Exercise directions
Restate the data below word for word, omitting pictures.

Supplied records

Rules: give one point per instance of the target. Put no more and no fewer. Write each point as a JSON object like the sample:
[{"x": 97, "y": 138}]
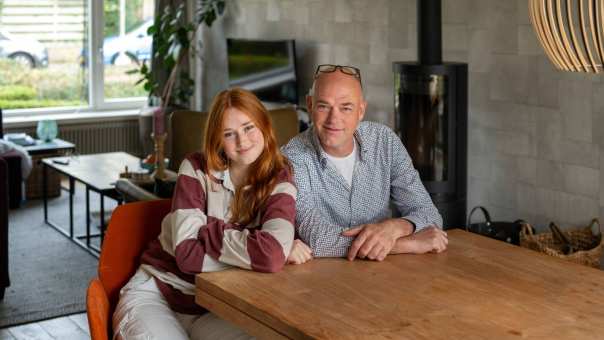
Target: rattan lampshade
[{"x": 571, "y": 32}]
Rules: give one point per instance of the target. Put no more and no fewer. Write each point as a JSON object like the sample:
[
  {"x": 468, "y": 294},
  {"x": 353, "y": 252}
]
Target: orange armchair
[{"x": 131, "y": 228}]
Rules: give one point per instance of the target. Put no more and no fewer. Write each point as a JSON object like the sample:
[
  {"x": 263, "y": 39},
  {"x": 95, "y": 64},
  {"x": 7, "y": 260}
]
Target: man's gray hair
[{"x": 311, "y": 91}]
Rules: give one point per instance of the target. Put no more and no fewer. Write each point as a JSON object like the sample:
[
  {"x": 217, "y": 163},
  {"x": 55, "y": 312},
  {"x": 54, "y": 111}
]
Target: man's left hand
[{"x": 374, "y": 241}]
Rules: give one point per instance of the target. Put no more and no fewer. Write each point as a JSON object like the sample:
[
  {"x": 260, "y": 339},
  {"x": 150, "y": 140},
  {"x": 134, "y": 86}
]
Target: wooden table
[
  {"x": 98, "y": 173},
  {"x": 478, "y": 289},
  {"x": 38, "y": 151}
]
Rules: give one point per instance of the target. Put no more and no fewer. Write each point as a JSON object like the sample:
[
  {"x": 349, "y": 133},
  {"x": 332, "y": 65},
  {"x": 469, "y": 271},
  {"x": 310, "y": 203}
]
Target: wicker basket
[{"x": 581, "y": 238}]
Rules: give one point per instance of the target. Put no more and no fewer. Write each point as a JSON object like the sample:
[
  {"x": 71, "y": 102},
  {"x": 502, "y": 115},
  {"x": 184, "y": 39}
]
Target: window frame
[{"x": 97, "y": 103}]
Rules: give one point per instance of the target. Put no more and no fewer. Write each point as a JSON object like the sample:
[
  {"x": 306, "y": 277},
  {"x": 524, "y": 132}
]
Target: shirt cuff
[{"x": 417, "y": 223}]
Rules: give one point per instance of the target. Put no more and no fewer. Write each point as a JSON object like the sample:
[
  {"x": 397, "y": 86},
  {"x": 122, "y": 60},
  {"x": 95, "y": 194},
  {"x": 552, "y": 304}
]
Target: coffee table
[
  {"x": 38, "y": 151},
  {"x": 98, "y": 172}
]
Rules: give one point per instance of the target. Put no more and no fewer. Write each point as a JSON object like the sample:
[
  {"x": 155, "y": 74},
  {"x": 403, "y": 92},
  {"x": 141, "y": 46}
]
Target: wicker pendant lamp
[{"x": 571, "y": 32}]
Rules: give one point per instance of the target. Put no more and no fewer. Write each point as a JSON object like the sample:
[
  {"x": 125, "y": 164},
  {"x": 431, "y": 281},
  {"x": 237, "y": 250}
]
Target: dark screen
[{"x": 264, "y": 67}]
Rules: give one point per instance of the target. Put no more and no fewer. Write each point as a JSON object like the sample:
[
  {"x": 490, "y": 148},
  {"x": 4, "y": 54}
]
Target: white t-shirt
[{"x": 345, "y": 165}]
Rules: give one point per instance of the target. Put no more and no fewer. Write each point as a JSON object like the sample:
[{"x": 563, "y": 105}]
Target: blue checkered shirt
[{"x": 326, "y": 205}]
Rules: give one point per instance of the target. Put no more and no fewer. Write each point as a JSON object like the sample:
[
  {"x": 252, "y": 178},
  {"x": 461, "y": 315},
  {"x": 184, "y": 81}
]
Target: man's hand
[
  {"x": 427, "y": 240},
  {"x": 375, "y": 241},
  {"x": 300, "y": 253}
]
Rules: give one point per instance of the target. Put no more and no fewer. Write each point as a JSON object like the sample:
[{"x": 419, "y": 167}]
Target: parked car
[
  {"x": 28, "y": 52},
  {"x": 135, "y": 45}
]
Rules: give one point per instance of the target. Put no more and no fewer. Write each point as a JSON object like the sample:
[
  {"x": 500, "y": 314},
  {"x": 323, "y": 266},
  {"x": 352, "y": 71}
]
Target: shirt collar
[
  {"x": 225, "y": 178},
  {"x": 321, "y": 155}
]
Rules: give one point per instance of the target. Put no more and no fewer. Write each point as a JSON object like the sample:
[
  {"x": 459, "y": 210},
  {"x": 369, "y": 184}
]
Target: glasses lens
[
  {"x": 327, "y": 68},
  {"x": 350, "y": 71}
]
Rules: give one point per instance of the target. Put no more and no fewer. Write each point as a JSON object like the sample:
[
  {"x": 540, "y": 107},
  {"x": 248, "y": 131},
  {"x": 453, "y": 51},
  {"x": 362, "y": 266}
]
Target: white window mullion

Expected answer
Rules: give one point per instance of the target. Put no more and no fewer. Write each point as a JSON object like the sample:
[{"x": 97, "y": 138}]
Target: rattan lampshade
[{"x": 571, "y": 32}]
Rules: give one point per instance of the target. Put no more and no fewer. Write each point as a JSON object like the sample:
[
  {"x": 468, "y": 294},
  {"x": 353, "y": 252}
]
Target: orange armchair
[{"x": 131, "y": 228}]
Rules: give one point per instance of the target. Put no more and no fewer. Write each point as a JSON object like the sample:
[
  {"x": 263, "y": 39},
  {"x": 95, "y": 64},
  {"x": 7, "y": 260}
]
Target: man's gray hair
[{"x": 311, "y": 91}]
Rules: give one point per instance of the target. Put no more and no fewer. Write each point as a JSON object like the sample:
[
  {"x": 217, "y": 163},
  {"x": 55, "y": 312},
  {"x": 54, "y": 111}
]
Target: man's left hand
[{"x": 374, "y": 241}]
Rules: give one point per instance of the target. Put no more and no fewer. Write each point as a JSON object like the sample:
[
  {"x": 260, "y": 339},
  {"x": 150, "y": 140},
  {"x": 134, "y": 86}
]
Target: wooden table
[
  {"x": 98, "y": 173},
  {"x": 478, "y": 289},
  {"x": 38, "y": 151}
]
Rules: give one point per instance of the target. Put no more and no fewer. Write each point as a JSON object like the sample:
[
  {"x": 349, "y": 133},
  {"x": 332, "y": 65},
  {"x": 469, "y": 271},
  {"x": 310, "y": 203}
]
Target: wicker basket
[{"x": 581, "y": 238}]
Rules: give one point per instance of the target. Put no more and no fewer. Write each point as a JSON object like the sample:
[
  {"x": 71, "y": 102},
  {"x": 502, "y": 115},
  {"x": 184, "y": 39}
]
Target: window frame
[{"x": 97, "y": 103}]
Rules: give one point per instance of the target. Put no more and no fewer. Write each point as a JSON object like the sample:
[
  {"x": 306, "y": 277},
  {"x": 524, "y": 132}
]
Target: shirt cuff
[{"x": 417, "y": 223}]
Rules: give one point per instance of the target. Put no more and no fewer. Write each point as a JSON object like the sample:
[
  {"x": 397, "y": 86},
  {"x": 122, "y": 60},
  {"x": 95, "y": 194},
  {"x": 552, "y": 304}
]
Target: coffee table
[
  {"x": 38, "y": 151},
  {"x": 98, "y": 172}
]
Rules: give one point per instance of the target. Put no more and no fewer. Write each point as a JSON object like the sample:
[
  {"x": 155, "y": 74},
  {"x": 403, "y": 92},
  {"x": 141, "y": 46}
]
Target: wicker pendant lamp
[{"x": 571, "y": 32}]
Rules: give one point per instance of the target. Put no more and no fewer. Write each point as a JSON object like the sample:
[
  {"x": 125, "y": 164},
  {"x": 431, "y": 281},
  {"x": 237, "y": 250}
]
Target: dark screen
[{"x": 264, "y": 67}]
Rules: give one point per instance of the target. Put no more and no fewer. Write each point as a JSON object like the sample:
[
  {"x": 490, "y": 148},
  {"x": 4, "y": 54}
]
Target: white t-shirt
[{"x": 345, "y": 165}]
Rules: give one point per instance of the target. Put no more and no fewer. Write each point as a JSON object like the sample:
[{"x": 563, "y": 105}]
Target: blue checkered shirt
[{"x": 326, "y": 205}]
Rules: give one point per instance of the target. Put no more and no fewer. Write each point as a JSON object like the sample:
[
  {"x": 252, "y": 178},
  {"x": 461, "y": 315},
  {"x": 184, "y": 81}
]
Target: man's hand
[
  {"x": 427, "y": 240},
  {"x": 375, "y": 241},
  {"x": 300, "y": 253}
]
Rules: give one point per instance of the target. Put no more and no fewer. Write each point as a JSON object like the sample:
[{"x": 419, "y": 167}]
Target: parked car
[
  {"x": 28, "y": 52},
  {"x": 135, "y": 45}
]
Rules: give one point per instance of the target. Put no more and no fewer. Write each point as a JSON object like the sample:
[
  {"x": 500, "y": 314},
  {"x": 323, "y": 266},
  {"x": 352, "y": 71}
]
Target: shirt collar
[
  {"x": 225, "y": 178},
  {"x": 321, "y": 155}
]
Rules: give one point per instance of the target. Put no more and no fewer. Write each point as a JSON object like the sample:
[
  {"x": 459, "y": 210},
  {"x": 369, "y": 184}
]
Target: glasses lens
[
  {"x": 327, "y": 68},
  {"x": 350, "y": 71}
]
Rules: give one point per instance of the target. Put no more and no fewer. Write each point as a JSON object like the sample:
[
  {"x": 540, "y": 107},
  {"x": 248, "y": 131},
  {"x": 453, "y": 51},
  {"x": 362, "y": 266}
]
Target: white window mullion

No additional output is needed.